+++ ROWS
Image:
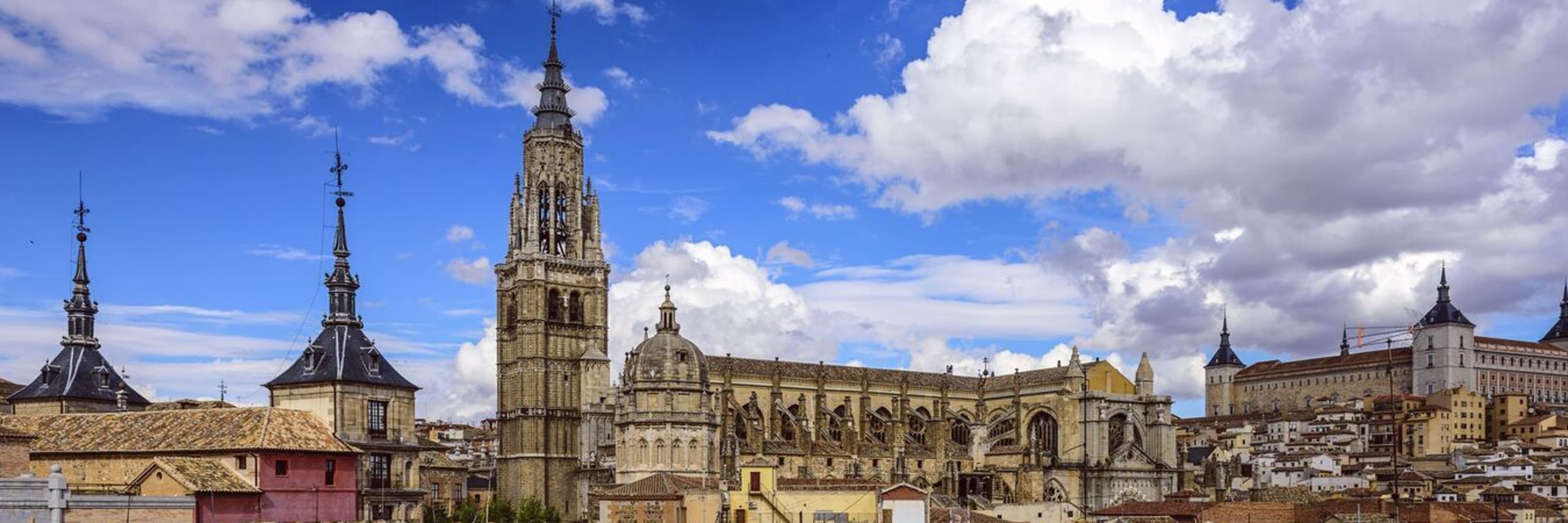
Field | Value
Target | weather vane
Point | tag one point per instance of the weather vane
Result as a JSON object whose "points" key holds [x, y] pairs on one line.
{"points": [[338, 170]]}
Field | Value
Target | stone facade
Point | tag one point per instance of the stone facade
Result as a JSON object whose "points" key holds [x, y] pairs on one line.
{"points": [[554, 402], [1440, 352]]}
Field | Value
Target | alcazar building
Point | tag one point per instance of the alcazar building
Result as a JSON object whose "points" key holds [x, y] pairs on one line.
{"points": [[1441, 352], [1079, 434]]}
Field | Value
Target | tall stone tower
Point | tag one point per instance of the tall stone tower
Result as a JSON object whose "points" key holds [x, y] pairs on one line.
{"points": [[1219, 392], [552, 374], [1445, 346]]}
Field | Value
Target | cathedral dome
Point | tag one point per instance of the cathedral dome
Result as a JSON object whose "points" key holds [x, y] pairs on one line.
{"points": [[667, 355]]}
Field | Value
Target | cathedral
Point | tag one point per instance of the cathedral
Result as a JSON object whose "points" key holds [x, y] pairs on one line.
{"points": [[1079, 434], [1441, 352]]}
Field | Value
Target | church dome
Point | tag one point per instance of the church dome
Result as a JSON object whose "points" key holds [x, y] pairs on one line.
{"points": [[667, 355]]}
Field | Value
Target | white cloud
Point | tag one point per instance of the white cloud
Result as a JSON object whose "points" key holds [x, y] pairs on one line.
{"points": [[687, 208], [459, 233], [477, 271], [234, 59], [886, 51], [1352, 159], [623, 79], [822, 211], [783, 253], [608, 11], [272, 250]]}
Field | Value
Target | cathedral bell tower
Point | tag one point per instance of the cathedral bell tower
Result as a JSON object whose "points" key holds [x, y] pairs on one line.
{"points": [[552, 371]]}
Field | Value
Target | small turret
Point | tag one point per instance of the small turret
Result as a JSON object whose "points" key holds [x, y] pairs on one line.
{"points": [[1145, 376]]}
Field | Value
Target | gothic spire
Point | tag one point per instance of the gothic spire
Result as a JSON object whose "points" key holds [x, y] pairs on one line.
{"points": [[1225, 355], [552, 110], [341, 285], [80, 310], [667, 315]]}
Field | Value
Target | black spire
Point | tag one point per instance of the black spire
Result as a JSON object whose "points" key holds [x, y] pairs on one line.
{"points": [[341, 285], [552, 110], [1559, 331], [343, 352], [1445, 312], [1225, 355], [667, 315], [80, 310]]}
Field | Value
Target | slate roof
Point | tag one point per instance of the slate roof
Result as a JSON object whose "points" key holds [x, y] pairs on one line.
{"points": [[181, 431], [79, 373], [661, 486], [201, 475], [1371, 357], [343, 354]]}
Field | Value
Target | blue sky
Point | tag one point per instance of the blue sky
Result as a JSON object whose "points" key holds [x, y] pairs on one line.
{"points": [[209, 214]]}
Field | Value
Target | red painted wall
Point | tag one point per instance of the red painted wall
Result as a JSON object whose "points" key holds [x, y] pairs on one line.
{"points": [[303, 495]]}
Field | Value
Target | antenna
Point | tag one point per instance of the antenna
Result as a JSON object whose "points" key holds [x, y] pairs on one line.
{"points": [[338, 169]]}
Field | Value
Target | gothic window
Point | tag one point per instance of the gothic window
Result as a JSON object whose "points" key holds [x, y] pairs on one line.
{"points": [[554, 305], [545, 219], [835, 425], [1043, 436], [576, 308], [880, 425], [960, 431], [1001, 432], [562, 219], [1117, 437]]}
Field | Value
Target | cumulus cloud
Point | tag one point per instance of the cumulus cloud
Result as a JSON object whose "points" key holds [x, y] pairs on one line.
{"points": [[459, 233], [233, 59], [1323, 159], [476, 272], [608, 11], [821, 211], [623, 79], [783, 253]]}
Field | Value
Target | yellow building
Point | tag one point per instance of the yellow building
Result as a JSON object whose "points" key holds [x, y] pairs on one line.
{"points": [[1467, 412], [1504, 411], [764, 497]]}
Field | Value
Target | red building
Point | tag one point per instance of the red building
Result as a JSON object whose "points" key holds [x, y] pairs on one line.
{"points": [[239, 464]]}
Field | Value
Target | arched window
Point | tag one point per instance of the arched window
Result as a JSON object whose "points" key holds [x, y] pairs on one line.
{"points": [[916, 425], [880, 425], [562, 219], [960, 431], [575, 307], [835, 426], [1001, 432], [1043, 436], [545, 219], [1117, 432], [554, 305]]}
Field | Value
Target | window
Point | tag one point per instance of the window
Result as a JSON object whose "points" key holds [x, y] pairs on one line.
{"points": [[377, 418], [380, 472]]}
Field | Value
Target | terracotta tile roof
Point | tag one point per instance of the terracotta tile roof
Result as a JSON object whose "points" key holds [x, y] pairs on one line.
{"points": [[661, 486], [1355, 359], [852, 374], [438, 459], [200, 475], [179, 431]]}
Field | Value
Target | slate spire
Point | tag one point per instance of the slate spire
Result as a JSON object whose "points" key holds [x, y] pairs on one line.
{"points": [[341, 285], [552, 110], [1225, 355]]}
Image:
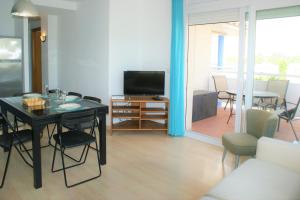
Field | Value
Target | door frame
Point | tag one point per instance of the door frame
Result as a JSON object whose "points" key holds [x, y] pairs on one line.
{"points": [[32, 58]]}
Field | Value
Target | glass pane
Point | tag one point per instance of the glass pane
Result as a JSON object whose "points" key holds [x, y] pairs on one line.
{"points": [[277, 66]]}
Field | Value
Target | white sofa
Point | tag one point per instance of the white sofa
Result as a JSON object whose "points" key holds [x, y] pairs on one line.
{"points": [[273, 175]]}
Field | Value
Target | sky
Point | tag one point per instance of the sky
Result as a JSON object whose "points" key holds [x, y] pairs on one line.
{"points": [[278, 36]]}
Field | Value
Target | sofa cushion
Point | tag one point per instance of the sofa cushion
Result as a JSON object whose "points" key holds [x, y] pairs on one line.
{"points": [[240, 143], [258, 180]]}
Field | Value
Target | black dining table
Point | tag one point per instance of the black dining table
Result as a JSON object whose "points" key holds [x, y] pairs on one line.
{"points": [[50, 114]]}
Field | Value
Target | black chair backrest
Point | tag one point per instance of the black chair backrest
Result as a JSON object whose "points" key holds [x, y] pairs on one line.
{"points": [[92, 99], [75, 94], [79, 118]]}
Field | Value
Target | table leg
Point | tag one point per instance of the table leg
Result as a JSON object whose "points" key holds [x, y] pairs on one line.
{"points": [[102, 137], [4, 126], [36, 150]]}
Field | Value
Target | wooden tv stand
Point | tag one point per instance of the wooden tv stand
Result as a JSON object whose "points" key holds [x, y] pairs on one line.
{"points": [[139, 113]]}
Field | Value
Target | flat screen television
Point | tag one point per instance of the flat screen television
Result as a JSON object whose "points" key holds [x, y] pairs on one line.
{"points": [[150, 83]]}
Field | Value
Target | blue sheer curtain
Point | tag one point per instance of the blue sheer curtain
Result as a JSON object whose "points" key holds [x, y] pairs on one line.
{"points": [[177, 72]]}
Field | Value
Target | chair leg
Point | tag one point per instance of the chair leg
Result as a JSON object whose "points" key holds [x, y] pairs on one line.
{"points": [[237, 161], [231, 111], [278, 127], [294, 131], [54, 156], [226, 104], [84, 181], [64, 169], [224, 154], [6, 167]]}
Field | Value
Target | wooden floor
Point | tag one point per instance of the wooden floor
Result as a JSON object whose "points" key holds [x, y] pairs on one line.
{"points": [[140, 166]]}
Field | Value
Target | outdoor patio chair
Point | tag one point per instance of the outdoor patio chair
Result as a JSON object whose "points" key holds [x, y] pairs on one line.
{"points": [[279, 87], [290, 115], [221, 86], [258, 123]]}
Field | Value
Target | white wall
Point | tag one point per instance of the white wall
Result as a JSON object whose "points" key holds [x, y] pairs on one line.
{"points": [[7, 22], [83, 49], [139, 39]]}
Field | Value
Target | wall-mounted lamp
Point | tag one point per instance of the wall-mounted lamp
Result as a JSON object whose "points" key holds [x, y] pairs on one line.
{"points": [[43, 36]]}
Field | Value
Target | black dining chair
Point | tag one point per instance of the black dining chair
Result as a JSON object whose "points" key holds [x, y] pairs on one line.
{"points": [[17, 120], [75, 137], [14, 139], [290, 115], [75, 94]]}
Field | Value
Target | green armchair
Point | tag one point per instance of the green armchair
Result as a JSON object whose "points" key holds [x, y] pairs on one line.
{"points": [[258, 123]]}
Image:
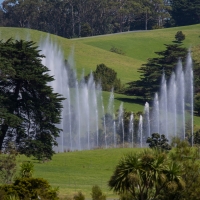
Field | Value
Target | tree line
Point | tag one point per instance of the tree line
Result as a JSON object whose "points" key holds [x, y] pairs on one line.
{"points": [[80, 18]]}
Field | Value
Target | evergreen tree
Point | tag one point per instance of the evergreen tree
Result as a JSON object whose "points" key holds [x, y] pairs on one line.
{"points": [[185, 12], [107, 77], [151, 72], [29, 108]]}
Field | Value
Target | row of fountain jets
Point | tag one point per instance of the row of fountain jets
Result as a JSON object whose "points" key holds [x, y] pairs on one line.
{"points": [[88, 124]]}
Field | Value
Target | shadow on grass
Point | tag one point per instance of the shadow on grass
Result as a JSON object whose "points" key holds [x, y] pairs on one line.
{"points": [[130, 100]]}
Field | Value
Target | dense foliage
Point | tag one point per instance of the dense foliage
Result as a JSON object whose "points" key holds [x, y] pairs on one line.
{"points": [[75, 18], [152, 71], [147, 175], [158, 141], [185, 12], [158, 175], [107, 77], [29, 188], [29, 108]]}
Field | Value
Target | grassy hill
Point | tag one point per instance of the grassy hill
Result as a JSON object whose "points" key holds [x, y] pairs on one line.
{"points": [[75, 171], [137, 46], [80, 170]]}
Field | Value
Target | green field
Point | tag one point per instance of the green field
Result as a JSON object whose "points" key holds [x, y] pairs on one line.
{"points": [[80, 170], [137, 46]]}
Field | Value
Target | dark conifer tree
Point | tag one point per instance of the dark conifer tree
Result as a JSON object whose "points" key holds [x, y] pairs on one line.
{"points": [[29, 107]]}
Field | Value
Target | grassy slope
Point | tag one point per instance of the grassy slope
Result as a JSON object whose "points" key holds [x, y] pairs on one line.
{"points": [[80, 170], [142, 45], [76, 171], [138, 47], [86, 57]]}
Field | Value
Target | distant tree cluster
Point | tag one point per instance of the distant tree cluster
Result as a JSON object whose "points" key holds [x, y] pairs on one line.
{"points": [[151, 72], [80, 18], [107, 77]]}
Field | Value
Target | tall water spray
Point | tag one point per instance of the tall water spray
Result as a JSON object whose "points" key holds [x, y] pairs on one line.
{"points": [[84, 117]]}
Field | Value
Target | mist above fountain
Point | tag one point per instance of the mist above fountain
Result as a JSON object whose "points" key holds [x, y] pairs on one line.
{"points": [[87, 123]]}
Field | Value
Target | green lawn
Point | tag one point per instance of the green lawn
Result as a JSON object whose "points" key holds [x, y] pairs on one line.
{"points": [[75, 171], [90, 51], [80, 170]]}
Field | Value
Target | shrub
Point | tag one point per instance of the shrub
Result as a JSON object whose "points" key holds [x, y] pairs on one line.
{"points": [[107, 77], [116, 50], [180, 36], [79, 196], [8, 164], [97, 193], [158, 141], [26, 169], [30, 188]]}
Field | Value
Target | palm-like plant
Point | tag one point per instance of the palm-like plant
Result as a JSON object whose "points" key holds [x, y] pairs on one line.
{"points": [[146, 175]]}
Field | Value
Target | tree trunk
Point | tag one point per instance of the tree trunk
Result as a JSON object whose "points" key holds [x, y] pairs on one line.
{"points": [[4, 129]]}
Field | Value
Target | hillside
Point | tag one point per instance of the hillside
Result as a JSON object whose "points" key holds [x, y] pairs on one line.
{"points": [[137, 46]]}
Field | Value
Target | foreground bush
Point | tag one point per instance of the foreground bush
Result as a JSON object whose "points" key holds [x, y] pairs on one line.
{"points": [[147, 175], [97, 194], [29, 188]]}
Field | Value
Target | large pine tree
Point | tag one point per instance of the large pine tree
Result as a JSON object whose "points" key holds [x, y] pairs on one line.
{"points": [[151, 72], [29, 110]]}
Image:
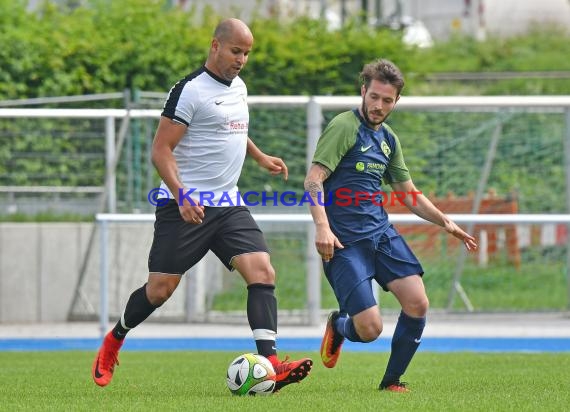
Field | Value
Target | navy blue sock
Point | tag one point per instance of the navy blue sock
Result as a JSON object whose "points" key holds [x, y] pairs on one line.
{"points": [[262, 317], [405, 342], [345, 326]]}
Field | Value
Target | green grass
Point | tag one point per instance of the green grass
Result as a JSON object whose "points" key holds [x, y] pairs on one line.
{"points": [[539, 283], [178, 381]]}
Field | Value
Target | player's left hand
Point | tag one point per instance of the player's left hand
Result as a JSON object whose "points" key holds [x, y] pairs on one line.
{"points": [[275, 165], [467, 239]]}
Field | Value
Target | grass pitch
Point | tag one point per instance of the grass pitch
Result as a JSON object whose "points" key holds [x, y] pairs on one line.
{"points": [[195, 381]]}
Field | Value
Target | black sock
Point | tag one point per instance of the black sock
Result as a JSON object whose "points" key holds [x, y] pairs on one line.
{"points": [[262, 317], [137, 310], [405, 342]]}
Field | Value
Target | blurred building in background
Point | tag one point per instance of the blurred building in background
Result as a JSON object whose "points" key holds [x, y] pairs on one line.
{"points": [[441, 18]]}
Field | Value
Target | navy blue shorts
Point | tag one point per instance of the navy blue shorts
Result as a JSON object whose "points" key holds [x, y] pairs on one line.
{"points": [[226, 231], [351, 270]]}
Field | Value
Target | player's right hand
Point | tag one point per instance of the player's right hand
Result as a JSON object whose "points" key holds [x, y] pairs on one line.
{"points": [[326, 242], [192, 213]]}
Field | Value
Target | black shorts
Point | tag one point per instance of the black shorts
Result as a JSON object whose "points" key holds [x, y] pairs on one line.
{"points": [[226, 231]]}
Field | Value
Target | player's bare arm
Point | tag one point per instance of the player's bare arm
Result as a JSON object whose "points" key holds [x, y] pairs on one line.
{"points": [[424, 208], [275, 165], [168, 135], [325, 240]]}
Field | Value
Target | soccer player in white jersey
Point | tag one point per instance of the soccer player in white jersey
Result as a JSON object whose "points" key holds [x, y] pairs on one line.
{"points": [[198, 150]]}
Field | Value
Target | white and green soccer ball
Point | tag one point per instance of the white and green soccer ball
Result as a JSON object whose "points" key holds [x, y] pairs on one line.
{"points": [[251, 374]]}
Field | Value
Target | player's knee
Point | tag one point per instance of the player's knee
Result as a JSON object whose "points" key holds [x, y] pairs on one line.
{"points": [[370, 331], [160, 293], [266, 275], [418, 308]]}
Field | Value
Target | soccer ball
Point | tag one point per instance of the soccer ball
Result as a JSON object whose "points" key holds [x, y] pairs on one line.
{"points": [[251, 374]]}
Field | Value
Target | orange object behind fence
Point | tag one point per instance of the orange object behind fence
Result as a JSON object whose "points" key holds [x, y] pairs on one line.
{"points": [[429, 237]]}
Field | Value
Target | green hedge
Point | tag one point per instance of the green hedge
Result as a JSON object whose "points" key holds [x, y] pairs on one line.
++++++
§ EXERCISE GOAL
Collect every line of the records above that contains the word "wall". Case counts.

§ RESPONSE TO THIS EXERCISE
Target | red painted wall
Point | tag one point per instance of the red painted wall
Target | white wall
Point | tag one point per instance of the white wall
Target | wall-mounted lamp
Point | tag one point per instance of the wall-mounted lamp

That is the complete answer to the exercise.